Produce an exact copy of the first line of the data below and each line after it, please, up to and including the one with "Test: the pointer marks one pixel per instance of the standing".
++++ DATA SUPPLIED ++++
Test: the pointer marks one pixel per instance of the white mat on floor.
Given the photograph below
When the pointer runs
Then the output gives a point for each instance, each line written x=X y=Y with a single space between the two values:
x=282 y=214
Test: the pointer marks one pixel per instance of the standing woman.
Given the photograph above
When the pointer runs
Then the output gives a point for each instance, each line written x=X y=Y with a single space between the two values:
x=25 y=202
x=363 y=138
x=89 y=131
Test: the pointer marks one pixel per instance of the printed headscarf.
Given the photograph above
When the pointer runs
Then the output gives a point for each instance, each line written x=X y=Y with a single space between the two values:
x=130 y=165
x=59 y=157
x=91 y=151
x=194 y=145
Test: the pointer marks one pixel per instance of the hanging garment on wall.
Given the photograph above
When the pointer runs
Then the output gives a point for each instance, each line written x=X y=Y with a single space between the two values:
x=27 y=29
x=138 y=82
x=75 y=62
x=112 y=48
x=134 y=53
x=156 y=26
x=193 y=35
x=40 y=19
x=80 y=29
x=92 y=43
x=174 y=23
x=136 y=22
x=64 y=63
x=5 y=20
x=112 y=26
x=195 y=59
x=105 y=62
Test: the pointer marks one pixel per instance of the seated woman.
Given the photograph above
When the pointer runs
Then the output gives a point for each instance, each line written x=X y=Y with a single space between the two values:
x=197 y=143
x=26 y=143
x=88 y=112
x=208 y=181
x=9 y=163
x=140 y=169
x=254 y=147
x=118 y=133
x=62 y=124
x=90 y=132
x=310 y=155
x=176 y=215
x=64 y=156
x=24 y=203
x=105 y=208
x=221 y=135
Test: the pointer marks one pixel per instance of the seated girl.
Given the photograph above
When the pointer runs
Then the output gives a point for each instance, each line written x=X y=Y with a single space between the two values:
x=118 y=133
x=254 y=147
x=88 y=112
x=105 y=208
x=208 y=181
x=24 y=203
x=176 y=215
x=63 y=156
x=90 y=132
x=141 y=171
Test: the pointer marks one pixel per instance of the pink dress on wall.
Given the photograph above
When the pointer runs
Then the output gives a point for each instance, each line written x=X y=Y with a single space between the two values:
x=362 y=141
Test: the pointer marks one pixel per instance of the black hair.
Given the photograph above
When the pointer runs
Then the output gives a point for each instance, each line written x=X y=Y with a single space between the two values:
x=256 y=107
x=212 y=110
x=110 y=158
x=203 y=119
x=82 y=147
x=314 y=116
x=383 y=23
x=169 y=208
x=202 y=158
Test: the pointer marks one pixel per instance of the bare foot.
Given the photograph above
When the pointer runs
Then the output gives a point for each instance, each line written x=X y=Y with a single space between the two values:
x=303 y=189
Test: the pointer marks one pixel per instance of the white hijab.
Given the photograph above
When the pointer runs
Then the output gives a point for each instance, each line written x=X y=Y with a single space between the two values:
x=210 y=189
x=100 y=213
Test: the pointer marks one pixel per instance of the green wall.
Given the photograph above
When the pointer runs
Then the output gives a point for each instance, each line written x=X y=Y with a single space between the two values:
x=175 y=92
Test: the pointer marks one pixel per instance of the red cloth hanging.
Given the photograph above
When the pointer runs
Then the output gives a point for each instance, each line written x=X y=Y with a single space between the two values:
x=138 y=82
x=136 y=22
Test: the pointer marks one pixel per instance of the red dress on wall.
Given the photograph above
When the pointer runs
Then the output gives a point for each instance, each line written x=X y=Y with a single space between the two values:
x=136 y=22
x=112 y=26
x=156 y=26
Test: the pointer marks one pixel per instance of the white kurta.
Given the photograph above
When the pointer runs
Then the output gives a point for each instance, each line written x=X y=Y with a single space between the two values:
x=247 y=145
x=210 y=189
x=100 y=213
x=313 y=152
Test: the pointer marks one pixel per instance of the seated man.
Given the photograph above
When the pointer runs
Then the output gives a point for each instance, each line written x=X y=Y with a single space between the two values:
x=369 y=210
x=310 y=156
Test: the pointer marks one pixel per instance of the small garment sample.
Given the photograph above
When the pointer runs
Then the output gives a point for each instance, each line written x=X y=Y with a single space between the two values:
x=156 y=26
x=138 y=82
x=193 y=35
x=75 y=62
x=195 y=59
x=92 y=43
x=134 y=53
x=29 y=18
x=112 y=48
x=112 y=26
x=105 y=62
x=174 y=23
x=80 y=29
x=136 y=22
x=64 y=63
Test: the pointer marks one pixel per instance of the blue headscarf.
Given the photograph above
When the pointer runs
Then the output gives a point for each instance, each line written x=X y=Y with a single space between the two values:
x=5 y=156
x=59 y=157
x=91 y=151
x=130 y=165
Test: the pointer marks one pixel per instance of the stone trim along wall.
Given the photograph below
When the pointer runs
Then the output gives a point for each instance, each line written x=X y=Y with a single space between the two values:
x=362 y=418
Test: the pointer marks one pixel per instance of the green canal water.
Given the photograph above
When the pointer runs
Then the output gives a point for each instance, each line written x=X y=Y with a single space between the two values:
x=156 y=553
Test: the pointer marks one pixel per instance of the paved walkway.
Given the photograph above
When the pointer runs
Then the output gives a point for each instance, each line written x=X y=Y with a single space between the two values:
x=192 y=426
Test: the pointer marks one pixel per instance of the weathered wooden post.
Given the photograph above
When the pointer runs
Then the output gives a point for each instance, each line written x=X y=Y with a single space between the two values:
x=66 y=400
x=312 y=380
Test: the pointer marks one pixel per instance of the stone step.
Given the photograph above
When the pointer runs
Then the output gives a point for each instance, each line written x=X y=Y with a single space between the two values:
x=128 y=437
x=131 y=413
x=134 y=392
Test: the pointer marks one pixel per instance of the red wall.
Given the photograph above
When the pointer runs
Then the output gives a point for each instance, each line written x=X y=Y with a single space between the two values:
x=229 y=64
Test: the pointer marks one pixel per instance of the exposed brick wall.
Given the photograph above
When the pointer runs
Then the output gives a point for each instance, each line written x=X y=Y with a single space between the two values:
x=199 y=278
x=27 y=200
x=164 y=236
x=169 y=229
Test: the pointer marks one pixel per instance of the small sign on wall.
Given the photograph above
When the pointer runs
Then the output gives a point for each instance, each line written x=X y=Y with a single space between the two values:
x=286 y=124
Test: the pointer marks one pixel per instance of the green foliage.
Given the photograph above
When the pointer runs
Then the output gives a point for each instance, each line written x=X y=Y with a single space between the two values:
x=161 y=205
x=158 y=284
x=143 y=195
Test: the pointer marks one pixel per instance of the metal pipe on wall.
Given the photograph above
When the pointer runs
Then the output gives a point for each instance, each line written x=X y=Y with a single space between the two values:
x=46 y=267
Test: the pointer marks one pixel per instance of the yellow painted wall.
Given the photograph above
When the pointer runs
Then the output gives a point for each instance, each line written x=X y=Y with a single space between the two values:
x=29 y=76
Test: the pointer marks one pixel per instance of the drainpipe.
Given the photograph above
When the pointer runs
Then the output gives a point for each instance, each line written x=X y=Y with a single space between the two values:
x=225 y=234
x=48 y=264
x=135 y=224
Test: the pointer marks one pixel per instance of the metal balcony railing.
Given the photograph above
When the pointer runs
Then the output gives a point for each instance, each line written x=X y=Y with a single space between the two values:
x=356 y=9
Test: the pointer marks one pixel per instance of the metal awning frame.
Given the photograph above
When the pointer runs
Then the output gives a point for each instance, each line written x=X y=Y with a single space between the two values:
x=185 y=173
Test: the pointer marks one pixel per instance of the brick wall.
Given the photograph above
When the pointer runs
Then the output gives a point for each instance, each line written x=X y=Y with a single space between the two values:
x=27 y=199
++++
* RESPONSE BELOW
Test: the pointer marks one pixel per instance of the white mat on floor.
Given the photograph below
When the pointer runs
Then the output gives a point for each instance, each line written x=X y=Y with a single space between the two values:
x=282 y=214
Test: the pointer marks one pixel per instance of the standing woman.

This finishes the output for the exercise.